=== Given records ===
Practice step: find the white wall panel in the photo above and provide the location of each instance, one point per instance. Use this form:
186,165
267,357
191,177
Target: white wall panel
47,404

=== Your objective ===
Could you write out every line of the rows above again, adding 62 to each coordinate in the answers and leaving every other number unchanged?

=== Written answer ===
Practice step: find the white wall panel in the photo above and provide the location of each instance, one point per instance. Use this form:
186,165
267,357
191,177
Target: white wall panel
109,466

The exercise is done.